Task requirements:
Copy out each line in the listing below where the word "peel" appears.

Information:

········

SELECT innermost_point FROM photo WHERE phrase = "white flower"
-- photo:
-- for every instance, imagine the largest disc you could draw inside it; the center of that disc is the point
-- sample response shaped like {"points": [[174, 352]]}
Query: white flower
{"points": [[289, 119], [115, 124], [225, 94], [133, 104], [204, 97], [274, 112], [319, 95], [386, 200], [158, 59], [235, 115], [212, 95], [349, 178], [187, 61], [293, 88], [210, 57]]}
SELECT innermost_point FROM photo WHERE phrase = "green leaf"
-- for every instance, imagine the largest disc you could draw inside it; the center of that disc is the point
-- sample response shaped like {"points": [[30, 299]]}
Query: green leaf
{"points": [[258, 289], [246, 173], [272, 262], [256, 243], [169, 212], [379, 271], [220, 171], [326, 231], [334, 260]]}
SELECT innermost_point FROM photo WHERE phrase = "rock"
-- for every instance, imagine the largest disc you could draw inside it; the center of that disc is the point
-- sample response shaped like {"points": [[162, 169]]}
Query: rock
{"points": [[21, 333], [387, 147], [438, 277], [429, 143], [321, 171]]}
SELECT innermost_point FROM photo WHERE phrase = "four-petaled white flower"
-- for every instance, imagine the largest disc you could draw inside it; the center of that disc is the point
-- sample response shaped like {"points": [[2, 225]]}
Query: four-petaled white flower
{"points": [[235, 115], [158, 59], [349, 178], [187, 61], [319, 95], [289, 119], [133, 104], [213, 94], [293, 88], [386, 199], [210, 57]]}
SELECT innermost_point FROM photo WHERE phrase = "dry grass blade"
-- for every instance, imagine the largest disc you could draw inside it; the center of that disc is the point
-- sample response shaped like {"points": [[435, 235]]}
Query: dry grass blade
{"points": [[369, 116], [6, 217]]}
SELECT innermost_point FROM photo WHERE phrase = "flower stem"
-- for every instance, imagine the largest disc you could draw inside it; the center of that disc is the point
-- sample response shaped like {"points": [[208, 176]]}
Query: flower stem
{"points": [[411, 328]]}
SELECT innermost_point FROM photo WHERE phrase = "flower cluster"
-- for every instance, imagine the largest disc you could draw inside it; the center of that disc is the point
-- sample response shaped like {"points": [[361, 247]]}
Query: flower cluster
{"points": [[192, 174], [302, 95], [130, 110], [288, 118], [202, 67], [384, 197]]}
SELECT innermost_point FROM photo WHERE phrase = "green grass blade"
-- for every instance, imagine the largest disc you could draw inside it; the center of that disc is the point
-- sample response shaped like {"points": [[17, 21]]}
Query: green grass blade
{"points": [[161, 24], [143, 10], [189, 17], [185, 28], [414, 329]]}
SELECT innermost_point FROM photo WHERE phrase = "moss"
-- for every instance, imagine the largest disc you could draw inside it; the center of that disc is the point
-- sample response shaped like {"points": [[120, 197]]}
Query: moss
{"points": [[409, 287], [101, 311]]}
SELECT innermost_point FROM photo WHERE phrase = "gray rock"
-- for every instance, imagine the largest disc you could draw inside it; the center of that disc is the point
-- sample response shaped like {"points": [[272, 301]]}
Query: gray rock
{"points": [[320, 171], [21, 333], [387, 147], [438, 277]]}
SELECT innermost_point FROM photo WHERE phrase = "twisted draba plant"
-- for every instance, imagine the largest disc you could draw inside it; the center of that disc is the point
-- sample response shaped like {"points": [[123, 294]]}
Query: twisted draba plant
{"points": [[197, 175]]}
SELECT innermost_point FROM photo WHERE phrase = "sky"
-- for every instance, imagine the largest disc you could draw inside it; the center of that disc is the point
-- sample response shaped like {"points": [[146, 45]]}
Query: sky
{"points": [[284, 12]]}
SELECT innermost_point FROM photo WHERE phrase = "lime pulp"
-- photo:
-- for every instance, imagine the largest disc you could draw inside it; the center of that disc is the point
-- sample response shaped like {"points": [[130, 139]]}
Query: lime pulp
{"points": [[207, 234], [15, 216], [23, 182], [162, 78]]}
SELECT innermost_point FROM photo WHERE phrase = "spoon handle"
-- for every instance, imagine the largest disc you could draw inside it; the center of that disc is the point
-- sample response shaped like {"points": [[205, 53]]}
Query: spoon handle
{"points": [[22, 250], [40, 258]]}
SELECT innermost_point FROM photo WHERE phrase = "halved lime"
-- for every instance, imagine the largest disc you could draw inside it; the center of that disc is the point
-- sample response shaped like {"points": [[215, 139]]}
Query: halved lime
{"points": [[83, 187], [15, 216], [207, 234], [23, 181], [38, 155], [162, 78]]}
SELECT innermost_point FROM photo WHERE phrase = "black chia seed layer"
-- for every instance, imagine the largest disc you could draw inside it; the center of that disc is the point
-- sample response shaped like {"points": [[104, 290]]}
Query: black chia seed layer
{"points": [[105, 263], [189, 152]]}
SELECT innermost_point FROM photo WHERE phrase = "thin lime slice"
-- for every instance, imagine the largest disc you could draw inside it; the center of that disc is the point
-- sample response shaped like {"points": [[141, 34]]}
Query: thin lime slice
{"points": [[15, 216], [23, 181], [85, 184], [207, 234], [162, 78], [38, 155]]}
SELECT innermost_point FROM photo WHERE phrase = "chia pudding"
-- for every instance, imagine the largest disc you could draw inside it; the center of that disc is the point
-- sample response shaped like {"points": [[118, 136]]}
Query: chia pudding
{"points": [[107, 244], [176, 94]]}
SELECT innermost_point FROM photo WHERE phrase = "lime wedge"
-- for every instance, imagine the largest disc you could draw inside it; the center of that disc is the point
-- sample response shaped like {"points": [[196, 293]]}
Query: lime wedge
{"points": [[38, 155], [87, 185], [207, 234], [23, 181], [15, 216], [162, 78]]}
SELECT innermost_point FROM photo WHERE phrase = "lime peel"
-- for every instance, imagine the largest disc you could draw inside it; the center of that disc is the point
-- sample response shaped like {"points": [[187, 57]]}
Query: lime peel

········

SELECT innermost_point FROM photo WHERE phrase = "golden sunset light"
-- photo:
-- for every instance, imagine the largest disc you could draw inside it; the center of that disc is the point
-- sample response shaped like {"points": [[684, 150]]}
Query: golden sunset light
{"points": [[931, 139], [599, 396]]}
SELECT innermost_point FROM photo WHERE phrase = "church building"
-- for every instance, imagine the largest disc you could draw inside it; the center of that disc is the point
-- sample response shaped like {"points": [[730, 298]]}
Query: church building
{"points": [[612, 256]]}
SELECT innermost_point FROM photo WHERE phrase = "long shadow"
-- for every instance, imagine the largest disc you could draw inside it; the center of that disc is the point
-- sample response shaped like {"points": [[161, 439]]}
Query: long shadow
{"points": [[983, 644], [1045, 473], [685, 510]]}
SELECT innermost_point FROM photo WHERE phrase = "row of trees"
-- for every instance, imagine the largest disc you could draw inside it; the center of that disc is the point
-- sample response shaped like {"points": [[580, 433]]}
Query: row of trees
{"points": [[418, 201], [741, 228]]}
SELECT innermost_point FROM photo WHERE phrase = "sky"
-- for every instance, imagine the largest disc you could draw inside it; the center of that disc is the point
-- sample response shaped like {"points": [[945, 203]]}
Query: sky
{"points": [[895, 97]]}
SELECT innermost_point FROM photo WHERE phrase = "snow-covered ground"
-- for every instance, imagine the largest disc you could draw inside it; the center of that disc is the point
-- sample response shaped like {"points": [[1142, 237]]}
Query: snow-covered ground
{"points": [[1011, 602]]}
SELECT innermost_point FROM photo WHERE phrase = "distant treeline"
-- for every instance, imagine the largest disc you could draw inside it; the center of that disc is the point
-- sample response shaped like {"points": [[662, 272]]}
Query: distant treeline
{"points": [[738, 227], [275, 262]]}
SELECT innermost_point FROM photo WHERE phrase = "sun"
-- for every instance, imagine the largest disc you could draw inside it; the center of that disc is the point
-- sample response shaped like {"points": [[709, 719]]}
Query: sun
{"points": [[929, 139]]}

········

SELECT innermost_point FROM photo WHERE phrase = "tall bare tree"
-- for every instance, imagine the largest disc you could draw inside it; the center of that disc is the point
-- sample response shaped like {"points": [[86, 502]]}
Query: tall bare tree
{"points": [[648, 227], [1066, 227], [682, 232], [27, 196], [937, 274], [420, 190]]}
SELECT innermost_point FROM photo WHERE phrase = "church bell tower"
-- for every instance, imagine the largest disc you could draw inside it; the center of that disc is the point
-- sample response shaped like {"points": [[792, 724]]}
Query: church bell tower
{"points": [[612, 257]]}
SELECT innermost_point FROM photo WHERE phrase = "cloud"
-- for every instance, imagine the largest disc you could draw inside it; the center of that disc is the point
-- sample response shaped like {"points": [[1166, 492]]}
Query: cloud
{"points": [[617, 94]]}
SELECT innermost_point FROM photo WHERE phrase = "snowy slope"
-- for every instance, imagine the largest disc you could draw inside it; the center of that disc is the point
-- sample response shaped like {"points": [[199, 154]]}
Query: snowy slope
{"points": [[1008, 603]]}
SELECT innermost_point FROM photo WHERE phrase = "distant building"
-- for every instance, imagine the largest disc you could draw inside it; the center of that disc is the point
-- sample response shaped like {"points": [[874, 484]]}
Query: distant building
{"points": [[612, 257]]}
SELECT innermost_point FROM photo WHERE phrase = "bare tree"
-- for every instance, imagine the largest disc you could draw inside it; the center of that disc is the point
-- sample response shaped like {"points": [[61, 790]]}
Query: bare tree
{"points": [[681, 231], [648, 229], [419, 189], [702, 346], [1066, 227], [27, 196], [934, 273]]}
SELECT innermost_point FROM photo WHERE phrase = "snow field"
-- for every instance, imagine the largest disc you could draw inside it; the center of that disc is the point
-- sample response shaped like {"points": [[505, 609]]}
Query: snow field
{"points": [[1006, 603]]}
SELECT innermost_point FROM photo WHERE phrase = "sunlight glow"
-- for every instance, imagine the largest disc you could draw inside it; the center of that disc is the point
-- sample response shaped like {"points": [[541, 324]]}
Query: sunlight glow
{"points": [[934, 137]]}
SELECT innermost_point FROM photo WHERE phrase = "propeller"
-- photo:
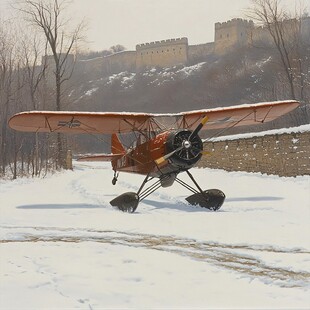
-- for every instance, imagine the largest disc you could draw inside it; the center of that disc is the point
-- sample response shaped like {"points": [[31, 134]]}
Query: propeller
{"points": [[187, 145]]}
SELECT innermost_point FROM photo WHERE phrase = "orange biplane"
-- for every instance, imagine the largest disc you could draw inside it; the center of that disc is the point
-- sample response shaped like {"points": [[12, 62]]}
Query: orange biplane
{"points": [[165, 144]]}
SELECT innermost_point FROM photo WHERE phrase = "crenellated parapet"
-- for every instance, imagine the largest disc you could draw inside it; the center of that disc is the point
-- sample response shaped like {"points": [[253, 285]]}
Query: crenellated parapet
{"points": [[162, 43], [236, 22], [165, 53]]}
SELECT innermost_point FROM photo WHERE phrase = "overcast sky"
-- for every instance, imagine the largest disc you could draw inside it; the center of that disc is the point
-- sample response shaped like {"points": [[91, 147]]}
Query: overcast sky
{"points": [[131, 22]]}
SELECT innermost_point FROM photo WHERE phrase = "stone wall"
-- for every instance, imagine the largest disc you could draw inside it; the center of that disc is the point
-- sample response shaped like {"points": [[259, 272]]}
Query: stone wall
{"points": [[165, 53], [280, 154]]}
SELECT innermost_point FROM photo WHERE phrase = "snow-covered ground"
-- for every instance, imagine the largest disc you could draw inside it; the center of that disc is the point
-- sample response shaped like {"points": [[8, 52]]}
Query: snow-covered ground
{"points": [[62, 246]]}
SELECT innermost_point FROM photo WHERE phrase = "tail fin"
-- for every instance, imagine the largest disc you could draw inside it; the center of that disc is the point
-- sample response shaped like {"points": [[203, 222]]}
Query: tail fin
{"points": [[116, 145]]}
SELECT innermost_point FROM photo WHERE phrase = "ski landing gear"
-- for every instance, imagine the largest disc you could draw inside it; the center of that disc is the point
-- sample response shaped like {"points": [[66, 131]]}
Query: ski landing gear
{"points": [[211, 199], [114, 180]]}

········

Response to the task:
SELECT innermost_point FROM photo WHERE phrase = "lime peel"
Query: lime peel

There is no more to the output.